● Problem: Write out only the lines running from the one that contains "fallen beam in the photo above." to the end of the material, both ends included.
————
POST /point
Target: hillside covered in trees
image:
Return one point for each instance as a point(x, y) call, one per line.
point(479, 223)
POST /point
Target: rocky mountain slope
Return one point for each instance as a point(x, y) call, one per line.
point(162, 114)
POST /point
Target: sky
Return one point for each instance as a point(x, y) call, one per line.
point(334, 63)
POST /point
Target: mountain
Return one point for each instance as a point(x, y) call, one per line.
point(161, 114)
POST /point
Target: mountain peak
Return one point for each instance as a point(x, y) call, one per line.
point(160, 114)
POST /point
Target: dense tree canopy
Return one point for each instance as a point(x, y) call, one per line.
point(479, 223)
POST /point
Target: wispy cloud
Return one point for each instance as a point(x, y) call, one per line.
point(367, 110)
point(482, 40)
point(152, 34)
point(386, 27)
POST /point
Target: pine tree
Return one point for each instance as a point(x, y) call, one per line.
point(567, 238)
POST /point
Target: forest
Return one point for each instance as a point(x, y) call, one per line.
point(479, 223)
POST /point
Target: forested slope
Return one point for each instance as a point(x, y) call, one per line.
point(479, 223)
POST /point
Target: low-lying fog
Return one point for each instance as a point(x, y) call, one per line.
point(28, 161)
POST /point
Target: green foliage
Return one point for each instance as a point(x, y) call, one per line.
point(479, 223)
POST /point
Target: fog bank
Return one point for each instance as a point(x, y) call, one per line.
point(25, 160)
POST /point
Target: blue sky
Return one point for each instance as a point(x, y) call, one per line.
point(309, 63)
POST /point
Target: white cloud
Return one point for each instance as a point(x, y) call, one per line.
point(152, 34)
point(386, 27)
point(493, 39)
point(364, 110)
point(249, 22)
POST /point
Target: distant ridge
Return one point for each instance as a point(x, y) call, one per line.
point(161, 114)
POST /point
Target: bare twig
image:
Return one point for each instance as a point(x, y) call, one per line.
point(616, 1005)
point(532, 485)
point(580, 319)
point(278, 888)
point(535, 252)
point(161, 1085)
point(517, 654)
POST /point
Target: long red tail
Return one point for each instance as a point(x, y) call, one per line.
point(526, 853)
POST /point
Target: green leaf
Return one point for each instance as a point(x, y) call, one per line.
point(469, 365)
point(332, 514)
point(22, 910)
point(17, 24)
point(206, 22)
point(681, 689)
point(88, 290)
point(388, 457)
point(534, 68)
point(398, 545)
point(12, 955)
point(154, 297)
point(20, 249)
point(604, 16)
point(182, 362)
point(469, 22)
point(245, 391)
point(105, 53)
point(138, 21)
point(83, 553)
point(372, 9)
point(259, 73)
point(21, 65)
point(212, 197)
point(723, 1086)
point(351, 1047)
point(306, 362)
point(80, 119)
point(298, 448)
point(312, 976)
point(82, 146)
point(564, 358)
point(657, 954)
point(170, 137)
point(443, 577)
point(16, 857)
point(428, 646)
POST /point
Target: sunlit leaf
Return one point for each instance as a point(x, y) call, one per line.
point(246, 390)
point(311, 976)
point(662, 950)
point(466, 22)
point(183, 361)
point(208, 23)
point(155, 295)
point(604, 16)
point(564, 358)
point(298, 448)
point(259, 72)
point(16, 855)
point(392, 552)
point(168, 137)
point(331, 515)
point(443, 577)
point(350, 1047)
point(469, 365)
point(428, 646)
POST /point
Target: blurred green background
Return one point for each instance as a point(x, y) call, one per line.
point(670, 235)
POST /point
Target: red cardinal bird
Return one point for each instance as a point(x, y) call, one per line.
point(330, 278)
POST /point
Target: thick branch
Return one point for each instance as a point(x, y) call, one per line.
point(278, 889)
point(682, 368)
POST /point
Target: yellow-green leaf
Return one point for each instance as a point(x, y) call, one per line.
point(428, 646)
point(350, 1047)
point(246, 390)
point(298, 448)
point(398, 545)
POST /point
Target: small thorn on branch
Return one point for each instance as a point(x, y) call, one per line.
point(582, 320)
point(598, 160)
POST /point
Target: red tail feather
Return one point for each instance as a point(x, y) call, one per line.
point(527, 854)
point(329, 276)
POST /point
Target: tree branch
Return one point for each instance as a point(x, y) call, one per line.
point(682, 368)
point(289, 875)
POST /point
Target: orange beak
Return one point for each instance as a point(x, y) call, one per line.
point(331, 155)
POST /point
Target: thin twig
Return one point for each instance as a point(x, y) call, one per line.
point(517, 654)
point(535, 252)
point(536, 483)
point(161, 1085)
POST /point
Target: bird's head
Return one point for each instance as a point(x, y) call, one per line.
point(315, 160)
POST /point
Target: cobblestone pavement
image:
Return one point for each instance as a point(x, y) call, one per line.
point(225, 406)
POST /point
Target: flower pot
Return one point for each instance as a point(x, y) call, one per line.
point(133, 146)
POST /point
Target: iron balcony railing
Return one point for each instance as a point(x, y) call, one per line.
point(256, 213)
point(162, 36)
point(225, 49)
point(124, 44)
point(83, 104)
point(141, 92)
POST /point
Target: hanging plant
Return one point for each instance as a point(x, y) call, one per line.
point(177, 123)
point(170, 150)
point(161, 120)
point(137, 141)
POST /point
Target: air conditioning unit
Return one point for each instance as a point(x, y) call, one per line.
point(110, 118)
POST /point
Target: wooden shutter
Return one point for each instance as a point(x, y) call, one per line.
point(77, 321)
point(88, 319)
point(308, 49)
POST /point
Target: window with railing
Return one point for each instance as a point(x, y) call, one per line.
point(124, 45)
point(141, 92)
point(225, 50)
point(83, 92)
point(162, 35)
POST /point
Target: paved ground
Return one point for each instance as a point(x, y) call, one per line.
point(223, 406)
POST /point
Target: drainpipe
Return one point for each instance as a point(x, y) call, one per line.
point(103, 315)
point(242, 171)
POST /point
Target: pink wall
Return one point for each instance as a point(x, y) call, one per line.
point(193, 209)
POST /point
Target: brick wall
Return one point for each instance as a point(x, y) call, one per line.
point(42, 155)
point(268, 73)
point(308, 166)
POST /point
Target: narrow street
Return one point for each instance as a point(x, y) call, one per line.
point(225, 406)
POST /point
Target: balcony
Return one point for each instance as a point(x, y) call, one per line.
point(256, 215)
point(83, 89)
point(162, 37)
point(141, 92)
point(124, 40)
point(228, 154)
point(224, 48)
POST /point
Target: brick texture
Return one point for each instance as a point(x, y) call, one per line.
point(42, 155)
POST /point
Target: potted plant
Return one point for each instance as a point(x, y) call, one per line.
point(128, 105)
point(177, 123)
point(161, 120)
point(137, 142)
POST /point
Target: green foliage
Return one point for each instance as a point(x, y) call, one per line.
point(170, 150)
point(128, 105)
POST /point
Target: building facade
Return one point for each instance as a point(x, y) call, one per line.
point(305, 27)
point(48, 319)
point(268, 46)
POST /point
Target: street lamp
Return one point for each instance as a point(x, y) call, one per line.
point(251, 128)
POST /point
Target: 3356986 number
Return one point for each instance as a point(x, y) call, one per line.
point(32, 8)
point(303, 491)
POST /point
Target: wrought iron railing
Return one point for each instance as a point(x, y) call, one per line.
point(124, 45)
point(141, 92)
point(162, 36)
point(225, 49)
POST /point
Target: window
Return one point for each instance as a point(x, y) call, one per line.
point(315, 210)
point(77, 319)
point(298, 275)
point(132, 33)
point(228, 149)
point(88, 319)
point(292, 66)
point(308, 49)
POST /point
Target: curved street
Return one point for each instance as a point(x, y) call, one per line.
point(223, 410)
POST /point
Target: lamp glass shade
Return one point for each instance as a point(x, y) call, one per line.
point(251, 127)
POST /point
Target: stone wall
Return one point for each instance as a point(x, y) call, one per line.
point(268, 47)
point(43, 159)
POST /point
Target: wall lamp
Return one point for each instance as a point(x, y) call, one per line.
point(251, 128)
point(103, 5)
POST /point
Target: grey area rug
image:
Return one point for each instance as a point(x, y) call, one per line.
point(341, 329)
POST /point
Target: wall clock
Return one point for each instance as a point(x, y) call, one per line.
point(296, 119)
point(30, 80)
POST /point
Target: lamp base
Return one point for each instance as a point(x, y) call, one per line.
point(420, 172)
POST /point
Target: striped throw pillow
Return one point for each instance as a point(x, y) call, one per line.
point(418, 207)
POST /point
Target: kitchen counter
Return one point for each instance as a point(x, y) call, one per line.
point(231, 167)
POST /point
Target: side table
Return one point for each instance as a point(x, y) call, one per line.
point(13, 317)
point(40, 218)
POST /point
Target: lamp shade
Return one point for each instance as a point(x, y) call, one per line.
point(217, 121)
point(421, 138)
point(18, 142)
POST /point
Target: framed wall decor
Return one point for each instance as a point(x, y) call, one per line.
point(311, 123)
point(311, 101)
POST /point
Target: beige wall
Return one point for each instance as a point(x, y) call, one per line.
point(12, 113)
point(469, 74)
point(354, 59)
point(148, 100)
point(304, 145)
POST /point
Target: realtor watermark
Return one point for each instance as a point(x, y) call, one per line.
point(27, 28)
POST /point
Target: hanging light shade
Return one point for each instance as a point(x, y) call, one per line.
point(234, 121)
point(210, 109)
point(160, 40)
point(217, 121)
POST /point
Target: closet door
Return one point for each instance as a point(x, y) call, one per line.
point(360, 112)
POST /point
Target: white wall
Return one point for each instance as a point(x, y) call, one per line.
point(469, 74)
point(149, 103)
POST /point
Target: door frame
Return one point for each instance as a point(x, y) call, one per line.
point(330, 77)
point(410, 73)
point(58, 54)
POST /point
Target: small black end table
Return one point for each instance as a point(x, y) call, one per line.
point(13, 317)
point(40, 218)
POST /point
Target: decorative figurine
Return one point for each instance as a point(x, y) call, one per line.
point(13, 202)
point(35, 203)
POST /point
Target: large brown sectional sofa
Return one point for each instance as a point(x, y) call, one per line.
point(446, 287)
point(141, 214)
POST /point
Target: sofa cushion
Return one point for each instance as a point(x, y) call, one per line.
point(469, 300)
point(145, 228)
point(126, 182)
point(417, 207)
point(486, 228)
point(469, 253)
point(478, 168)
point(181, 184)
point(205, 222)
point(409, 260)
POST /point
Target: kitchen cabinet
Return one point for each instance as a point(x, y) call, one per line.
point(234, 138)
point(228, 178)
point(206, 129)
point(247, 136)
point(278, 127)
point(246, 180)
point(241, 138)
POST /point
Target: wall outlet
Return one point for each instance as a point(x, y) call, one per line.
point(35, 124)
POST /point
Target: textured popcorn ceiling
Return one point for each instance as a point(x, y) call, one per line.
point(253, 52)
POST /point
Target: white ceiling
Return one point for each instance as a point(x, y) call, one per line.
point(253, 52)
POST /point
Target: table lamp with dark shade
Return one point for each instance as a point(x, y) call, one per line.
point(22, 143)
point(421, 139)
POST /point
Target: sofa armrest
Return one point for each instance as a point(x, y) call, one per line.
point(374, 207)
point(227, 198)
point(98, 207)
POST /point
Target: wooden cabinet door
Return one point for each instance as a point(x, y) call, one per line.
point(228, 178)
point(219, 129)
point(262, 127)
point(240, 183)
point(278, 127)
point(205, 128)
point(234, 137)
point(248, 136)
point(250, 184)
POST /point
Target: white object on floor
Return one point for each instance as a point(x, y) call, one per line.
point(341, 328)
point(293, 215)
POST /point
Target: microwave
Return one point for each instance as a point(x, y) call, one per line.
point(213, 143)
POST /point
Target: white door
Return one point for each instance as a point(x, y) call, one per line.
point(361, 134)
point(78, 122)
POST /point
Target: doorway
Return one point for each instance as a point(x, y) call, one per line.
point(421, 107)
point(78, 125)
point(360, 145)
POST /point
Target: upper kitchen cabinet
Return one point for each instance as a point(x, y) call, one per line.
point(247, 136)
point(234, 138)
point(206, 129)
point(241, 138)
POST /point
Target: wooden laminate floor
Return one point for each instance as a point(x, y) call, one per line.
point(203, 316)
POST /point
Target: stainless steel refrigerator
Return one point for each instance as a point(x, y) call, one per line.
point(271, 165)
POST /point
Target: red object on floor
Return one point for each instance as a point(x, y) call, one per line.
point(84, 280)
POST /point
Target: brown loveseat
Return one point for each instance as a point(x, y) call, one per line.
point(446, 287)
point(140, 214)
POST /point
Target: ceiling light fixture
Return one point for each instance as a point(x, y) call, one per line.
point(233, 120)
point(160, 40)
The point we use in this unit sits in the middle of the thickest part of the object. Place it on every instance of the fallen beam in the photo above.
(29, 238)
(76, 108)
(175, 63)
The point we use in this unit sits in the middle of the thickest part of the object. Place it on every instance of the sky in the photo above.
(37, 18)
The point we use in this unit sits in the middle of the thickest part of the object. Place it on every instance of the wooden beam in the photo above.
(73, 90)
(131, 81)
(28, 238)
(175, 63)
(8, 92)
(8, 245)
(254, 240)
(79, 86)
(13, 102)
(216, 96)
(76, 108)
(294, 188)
————
● Finished task:
The point we use in this unit sits in the middle of the thickest part of the object. Place it on every instance of the fallen beam in the photo above.
(29, 238)
(76, 108)
(175, 63)
The point we use in this unit sits in the middle of the thickest part of the object. Place it on every instance of the sky in the photo above.
(37, 18)
The point we use in this unit sits in the middle of the thickest part of the object. Place it on every instance of the wooden beam in the photo above.
(73, 90)
(131, 81)
(28, 238)
(175, 63)
(8, 92)
(8, 245)
(254, 240)
(79, 86)
(13, 102)
(216, 96)
(76, 108)
(294, 188)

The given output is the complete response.